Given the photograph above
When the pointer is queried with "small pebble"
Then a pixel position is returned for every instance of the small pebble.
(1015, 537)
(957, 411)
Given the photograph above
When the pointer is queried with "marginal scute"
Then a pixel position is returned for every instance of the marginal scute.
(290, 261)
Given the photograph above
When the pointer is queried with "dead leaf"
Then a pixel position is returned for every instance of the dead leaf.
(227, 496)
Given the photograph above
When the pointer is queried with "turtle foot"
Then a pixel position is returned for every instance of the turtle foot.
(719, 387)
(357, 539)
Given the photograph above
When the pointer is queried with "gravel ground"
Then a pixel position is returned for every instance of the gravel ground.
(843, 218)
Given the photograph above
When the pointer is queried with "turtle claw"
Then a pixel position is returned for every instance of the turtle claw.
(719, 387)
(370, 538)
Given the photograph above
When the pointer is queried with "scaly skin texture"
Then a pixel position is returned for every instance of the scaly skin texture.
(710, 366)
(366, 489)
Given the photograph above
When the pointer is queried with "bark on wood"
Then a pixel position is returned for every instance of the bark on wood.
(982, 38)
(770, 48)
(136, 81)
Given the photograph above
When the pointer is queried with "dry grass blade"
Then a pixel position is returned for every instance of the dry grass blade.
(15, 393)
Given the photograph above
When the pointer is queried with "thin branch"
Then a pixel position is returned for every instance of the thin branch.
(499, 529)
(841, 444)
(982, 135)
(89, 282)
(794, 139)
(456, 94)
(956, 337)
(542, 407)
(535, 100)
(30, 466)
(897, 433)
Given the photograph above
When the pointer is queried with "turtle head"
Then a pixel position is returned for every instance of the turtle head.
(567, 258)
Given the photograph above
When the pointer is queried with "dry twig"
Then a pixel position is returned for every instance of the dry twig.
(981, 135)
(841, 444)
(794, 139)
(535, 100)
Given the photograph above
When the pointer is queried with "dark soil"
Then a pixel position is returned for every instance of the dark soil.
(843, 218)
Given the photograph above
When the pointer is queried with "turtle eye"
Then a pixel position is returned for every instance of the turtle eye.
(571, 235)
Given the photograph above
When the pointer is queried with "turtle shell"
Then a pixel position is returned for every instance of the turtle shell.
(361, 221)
┄┄┄┄┄┄┄┄┄┄
Required task: Extract all the material, leaving every line as it is.

Response to the exercise:
Given the photograph above
When the pointer is queried with "small pebble"
Then a pixel position is returned for every instance of the small pebble.
(1015, 537)
(957, 411)
Given the photograph above
When the pointer is queried with "marginal scute"
Then a pixel position is returned for every instance of the marginal scute.
(290, 261)
Given the photograph above
When the pointer is queried with "dead leaf"
Then a pixel position is returned for every instance of the dead leaf.
(227, 496)
Given the photograph above
When the pointer is queried with "turtle foot"
Then a pixel position is returned for every instance of the turtle foot.
(719, 387)
(357, 539)
Given the photograph above
When the pointer is queried with "gravel ground"
Then a pixel position is returned for every instance of the gravel ground.
(843, 218)
Given the photograph above
When the pointer is queried with "turtle claw"
Then a pixel position is returned for every instance of the turtle claw.
(719, 387)
(370, 538)
Given the photograph above
When the pointer is queried with "scaly skin texture"
Then a pixel position is returned for every instance of the scaly skin texture.
(710, 366)
(366, 489)
Given the photograph above
When the pointer is queried with "bark on wood"
Then a pixel position is returned for every instance of the bark on wood.
(982, 38)
(770, 48)
(136, 81)
Given the photograph above
When the pointer is queried with "dry grass blade"
Then a pixel position is returned for every instance of the dry grass blade.
(15, 393)
Given the photograph above
When the pointer is queried with "thin branch"
Then a pixel position is returned for every instance of the thin branch.
(499, 529)
(841, 444)
(982, 135)
(89, 282)
(794, 139)
(456, 94)
(956, 337)
(542, 407)
(535, 100)
(30, 466)
(897, 433)
Given the photograph above
When the pointer is queried with "turtle head"
Then a pixel position is returned for every instance of the turtle head.
(567, 258)
Given the photograph above
When the pointer is queried with "dry twig"
Then a pixel position is returned for every instance of the dry twig.
(981, 135)
(841, 444)
(794, 139)
(535, 100)
Given the photograph above
When the pointer is queried with "dark soil"
Then a pixel position is returned for every instance of the dark soil.
(843, 218)
Given the photograph above
When the pointer is queried with "turtle eye"
Then a pixel position is returned for every instance of the turtle eye.
(571, 235)
Given the photograph above
When the pointer is queried with "turtle shell"
Then a pixel position is returned for every instance of the turtle shell.
(361, 221)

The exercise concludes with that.